EXERCISE BRIEF: Every record shown below should be duplicated exactly.

SOURCE RECORDS:
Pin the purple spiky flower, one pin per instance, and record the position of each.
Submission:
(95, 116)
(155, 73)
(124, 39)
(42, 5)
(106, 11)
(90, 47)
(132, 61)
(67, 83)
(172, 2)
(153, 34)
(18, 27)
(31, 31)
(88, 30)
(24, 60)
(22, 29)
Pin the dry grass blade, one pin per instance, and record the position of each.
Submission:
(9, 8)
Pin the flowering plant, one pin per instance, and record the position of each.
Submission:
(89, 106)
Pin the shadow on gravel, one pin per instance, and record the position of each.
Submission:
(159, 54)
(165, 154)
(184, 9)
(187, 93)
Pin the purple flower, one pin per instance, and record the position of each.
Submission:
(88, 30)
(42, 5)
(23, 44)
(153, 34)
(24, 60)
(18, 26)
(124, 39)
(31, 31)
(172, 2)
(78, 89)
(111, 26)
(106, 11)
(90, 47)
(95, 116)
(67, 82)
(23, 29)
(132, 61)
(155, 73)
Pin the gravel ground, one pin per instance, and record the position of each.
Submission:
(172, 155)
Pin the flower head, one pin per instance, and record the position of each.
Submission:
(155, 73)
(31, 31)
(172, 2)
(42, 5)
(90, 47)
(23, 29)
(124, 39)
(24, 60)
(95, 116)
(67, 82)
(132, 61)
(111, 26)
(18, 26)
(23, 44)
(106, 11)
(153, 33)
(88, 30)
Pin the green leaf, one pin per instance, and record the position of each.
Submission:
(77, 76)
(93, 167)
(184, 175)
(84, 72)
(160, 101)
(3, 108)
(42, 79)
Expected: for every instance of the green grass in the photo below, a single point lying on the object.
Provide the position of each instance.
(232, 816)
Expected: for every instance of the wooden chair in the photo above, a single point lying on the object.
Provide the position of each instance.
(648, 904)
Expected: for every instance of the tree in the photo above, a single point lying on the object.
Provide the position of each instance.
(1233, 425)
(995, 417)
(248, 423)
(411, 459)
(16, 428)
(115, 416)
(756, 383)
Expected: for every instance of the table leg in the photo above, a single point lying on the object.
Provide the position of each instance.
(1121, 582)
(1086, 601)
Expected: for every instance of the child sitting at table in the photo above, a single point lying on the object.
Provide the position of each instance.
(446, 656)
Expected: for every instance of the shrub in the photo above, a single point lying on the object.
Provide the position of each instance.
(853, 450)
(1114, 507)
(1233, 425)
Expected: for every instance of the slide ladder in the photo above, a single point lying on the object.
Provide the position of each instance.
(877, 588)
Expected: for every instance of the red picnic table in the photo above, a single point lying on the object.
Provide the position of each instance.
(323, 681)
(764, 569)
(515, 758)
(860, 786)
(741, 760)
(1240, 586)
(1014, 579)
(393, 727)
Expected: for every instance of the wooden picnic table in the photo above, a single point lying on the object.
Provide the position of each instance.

TASK RESPONSE:
Pin the purple spiky flower, one pin per instance, and record the position of each.
Submission:
(95, 116)
(155, 73)
(124, 39)
(42, 5)
(106, 11)
(90, 47)
(132, 61)
(67, 83)
(172, 2)
(153, 34)
(18, 27)
(31, 31)
(88, 30)
(24, 60)
(22, 29)
Pin the dry grass blade, one pin per instance, and record the position of each.
Submission:
(9, 8)
Pin the flowering plant, one pin per instance, and record the position of each.
Submission:
(89, 106)
Pin the shadow on gravel, one pin per instance, and record the position of each.
Submission:
(159, 54)
(165, 154)
(184, 9)
(187, 93)
Pin the purple flower, one pin per instance, and record the position of each.
Submission:
(88, 30)
(42, 5)
(23, 44)
(153, 34)
(24, 60)
(18, 26)
(124, 39)
(31, 31)
(172, 2)
(78, 89)
(111, 26)
(106, 11)
(90, 47)
(95, 116)
(67, 82)
(23, 29)
(132, 61)
(155, 73)
Pin the gravel ground, one pin per instance, and record the position of each.
Submission:
(172, 155)
Pin the flower head, one pin per instance, and record the position of each.
Submission:
(155, 73)
(31, 31)
(172, 2)
(42, 5)
(90, 47)
(23, 29)
(124, 39)
(24, 60)
(95, 116)
(67, 82)
(132, 61)
(111, 26)
(18, 26)
(23, 44)
(106, 11)
(153, 33)
(88, 30)
Pin the green leaf, one pin per instance, and record the position of each.
Submission:
(77, 76)
(93, 167)
(184, 175)
(84, 72)
(160, 101)
(3, 108)
(42, 79)
Expected: for every instance of the green grass in the photo below, a single point lying on the object.
Provide the position of each instance.
(232, 816)
Expected: for every instance of the wooden chair in the photo above, a single point lying on the object.
Provide the position of each instance.
(648, 904)
Expected: for every instance of the tree in the photo above, a single point lying on the object.
Provide the position of each instance.
(1233, 425)
(995, 417)
(248, 423)
(411, 459)
(16, 428)
(115, 416)
(756, 383)
Expected: for every instance of the table leg in the photo above, a single point lying on the object.
Provide the position of each instance.
(1121, 582)
(1086, 601)
Expected: for every instance of the child sitting at table in the photo above, a single point lying on the object.
Provide the position of each instance.
(446, 656)
Expected: for every instance of the shrub in the photo above, a single point lying on the object.
Provide the position of each instance.
(853, 450)
(1114, 507)
(1233, 425)
Expected: for every instance of the slide ladder in the photo above, a single point lying on the object.
Provide the position of each instance.
(877, 588)
Expected: for every instance of the red picnic table in the photo above, a single point lying on the object.
Provide the position of each instance.
(323, 681)
(764, 569)
(515, 758)
(860, 786)
(741, 760)
(1240, 586)
(1014, 579)
(393, 727)
Expected: for every instance of the wooden picnic table in the photo above, a single point lying on the object.
Provide the position of each instance.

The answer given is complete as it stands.